Code: AuthorizationFailed
Message: The client '86e9aa23-0f73-46fd-85e9-ee5821d743de' with object id '86e9aa23-0f73-46fd-85e9-ee5821d743de' does not have authorization to perform action 'Microsoft.Compute/virtualMachines/read' over scope '/subscriptions/3da03240-09fb-4d1e-8631-c507fcd3dd9b/resourceGroups/data-science-itc-ray-cluster-rg/providers/Microsoft.Compute' or the scope is invalid. If access was recently granted, please refresh your credentials.

On the checking the error more carefully, I was able to determine that the issue was that although a new managed identity was created in the new resource group, the identity that was being used for the creation of the resources was in fact the older identity created for my original cluster, in a different resource group. I was able to determine this by looking at the object id throwing the error and those of the managed identities. So it would appear that the first managed identity is being used, which does not the correct scope, as it is created with permissions only for the specified resource group.

※ ※ ※

Continue the post about the Azure managed-identity authorization error, starting after its last sentence.

DATA SHOWN
※ ※ ※

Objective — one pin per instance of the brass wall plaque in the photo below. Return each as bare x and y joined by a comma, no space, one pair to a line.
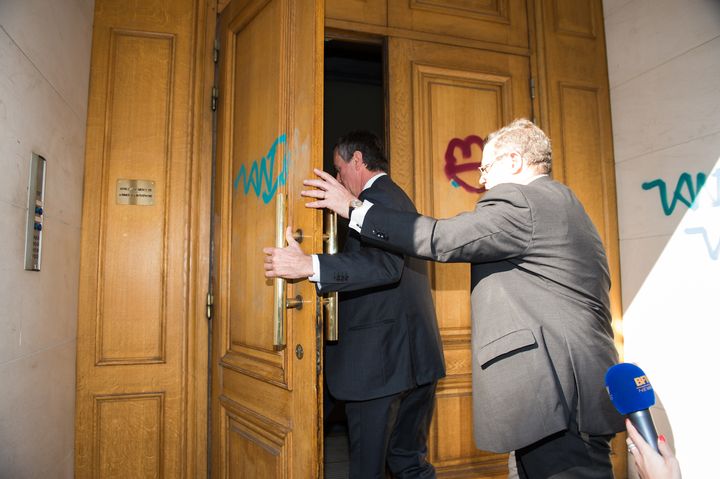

※ ※ ※

WRITTEN RESPONSE
gramhagen · 2022-03-23T14:46:47Z

yeah good point @ecm200. out of curiosity why do you want to deploy these resources into the same resource group?
trying to understand if we should enable re-use of these resources or the deployments should be completely independent.

ecm200 · 2022-03-23T14:56:55Z

yeah good point @ecm200. out of curiosity why do you want to deploy these resources into the same resource group? trying to understand if we should enable re-use of these resources or the deployments should be completely independent.

Hi @gramhagen,
Thanks for your reply.
It goes without saying, but we really love Ray, and welcome any chance to feed back, so thanks!

I can actually see value in having multiples clusters in a single resource group, or indeed being able to have multiple clusters in separate resource groups.

Right now, I am not able to do either.

If I try to deploy into the same resource group, then due to the above identified problem, execution of the creation of the second cluster using ray up config_cluster2.yaml simply results in the already running cluster being updated.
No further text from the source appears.